▸ Activity: Extract every line in the data below that contains the word "positive", and copy each one unchanged.

▸ Provided data:

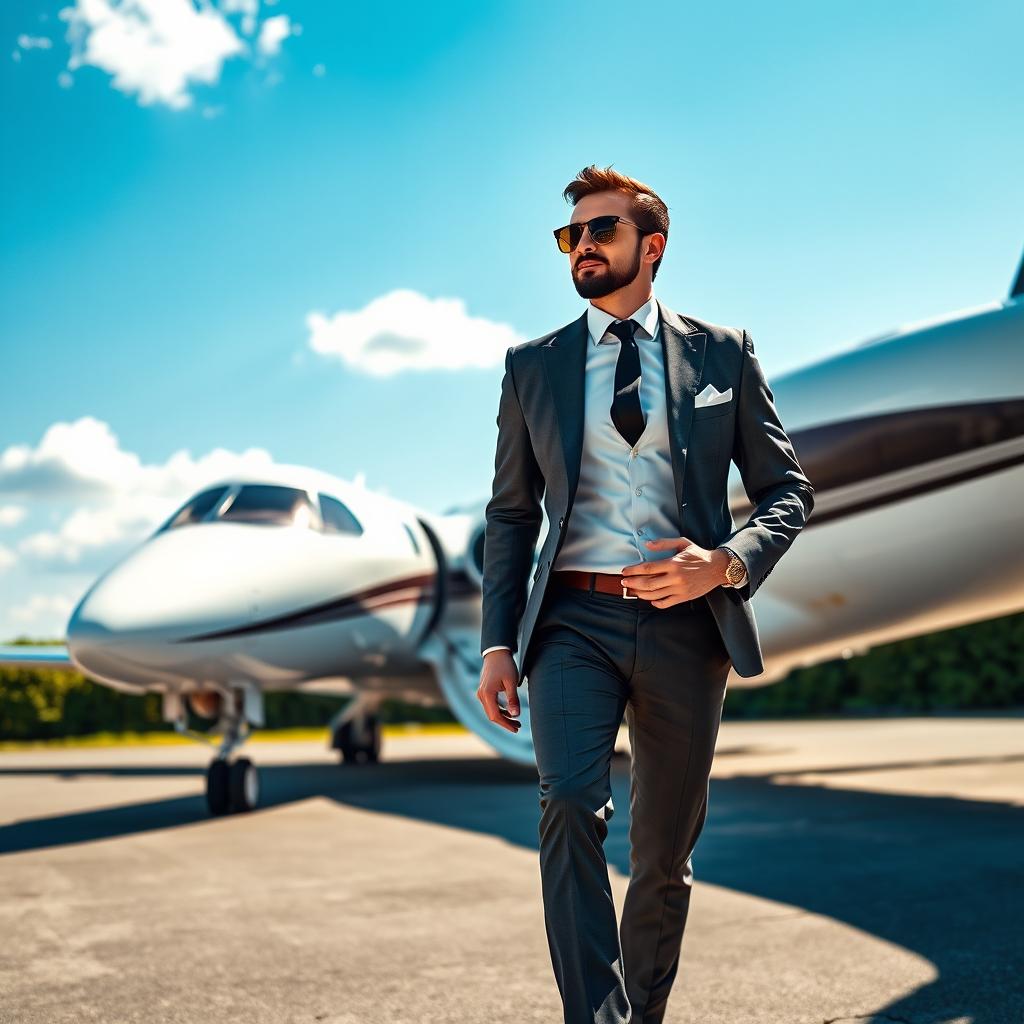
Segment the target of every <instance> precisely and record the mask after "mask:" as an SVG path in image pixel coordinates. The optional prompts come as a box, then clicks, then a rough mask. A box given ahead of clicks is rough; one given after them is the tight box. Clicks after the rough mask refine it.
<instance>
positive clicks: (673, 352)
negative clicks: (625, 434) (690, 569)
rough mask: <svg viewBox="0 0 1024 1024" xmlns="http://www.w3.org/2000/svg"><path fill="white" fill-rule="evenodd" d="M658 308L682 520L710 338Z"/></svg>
mask: <svg viewBox="0 0 1024 1024" xmlns="http://www.w3.org/2000/svg"><path fill="white" fill-rule="evenodd" d="M657 305H658V308H659V309H660V311H662V352H663V353H664V356H665V391H666V397H667V399H668V402H667V403H668V416H669V439H670V443H671V444H672V475H673V477H674V482H675V485H676V509H677V511H678V512H679V514H680V516H682V507H683V475H684V471H685V469H686V454H687V451H688V449H689V438H690V425H691V424H692V422H693V401H694V398H695V396H696V393H697V390H698V389H699V387H700V375H701V374H702V373H703V360H705V352H706V350H707V347H708V335H707V334H705V332H703V331H698V330H697V329H696V327H695V325H693V324H691V323H690V322H689V321H688V319H686V318H685V317H684V316H680V315H679V313H677V312H676V311H675V310H673V309H670V308H669V307H668V306H667V305H665V303H664V302H662V301H660V300H658V303H657Z"/></svg>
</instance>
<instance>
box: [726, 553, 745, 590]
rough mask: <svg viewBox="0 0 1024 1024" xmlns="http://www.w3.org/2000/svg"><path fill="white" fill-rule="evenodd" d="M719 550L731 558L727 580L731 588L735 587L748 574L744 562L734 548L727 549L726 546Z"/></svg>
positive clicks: (727, 575)
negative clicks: (724, 552)
mask: <svg viewBox="0 0 1024 1024" xmlns="http://www.w3.org/2000/svg"><path fill="white" fill-rule="evenodd" d="M719 550H720V551H724V552H725V553H726V554H727V555H728V556H729V564H728V565H726V567H725V579H726V580H727V581H728V582H729V584H730V586H732V587H735V586H736V584H737V583H739V581H740V580H742V579H743V574H744V573H745V572H746V568H745V566H744V565H743V561H742V559H741V558H740V557H739V555H737V554H736V553H735V552H734V551H733V550H732V548H727V547H726V546H725V545H724V544H723V545H722V546H721V547H720V549H719Z"/></svg>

▸ Written answer:
positive clicks: (673, 352)
positive clicks: (727, 575)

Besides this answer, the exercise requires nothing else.